» **Exercise aim**
Repeat everything in the records below from the line containing "potted plant is by providing its bounding box." down to the line containing "[274,199,297,214]", including both of those lines.

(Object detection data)
------------------------------------------------------------------------

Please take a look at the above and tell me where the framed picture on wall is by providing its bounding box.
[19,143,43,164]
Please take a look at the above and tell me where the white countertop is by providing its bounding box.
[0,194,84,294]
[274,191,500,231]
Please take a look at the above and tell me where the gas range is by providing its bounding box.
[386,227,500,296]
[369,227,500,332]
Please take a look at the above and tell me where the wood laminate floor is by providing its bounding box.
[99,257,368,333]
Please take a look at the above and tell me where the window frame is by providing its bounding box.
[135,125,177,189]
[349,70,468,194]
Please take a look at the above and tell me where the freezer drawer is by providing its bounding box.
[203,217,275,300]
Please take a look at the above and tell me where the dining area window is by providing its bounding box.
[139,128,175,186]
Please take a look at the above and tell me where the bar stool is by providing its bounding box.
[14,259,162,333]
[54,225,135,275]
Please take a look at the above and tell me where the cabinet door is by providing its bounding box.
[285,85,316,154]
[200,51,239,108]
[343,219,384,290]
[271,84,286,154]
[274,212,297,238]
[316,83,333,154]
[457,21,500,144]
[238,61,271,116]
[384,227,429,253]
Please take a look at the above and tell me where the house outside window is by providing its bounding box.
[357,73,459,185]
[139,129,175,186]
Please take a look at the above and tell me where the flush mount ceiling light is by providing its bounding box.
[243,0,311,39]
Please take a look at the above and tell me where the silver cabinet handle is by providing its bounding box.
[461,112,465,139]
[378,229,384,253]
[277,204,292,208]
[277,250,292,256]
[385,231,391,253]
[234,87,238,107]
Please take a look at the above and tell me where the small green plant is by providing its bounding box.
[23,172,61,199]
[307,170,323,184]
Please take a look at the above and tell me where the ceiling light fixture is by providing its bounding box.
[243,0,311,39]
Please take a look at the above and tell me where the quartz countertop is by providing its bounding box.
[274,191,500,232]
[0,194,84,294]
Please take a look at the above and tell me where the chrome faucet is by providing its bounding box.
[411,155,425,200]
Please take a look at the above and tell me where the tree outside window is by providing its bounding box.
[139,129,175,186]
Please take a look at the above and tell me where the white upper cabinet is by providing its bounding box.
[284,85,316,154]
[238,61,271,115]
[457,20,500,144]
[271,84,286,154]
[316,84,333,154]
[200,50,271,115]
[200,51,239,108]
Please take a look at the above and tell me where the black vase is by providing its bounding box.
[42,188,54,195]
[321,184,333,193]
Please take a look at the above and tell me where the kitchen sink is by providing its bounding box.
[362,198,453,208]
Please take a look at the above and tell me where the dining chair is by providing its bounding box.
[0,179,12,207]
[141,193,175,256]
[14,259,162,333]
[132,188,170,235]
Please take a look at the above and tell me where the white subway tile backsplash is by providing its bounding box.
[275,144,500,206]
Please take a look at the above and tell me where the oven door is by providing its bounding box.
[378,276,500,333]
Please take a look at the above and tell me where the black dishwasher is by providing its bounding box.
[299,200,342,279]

------------------------------------------------------------------------

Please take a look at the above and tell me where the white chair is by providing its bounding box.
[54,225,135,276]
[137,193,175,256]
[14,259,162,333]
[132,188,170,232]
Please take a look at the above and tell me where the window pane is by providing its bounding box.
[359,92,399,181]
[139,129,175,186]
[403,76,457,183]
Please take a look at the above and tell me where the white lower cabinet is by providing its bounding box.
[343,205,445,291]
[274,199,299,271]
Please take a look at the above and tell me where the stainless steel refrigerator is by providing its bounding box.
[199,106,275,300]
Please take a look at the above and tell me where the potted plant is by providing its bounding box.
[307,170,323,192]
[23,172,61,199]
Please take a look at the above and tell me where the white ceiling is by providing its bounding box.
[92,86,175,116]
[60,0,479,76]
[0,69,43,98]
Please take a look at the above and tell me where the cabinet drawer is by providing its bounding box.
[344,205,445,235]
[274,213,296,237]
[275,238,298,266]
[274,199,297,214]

------------------------------------------------------------------------

» **Result of this task**
Please take a look at the above and tell me where the potted plant is by providing its bounding box.
[307,170,323,192]
[23,172,61,199]
Please take a look at the above and tell me where the white ceiling is by providing its bounding box.
[92,86,175,116]
[60,0,479,76]
[0,69,43,98]
Please take a look at the above and tell me where the cabinet drawer is by providing its bounding box.
[344,205,445,235]
[274,213,296,237]
[275,238,298,266]
[274,199,297,214]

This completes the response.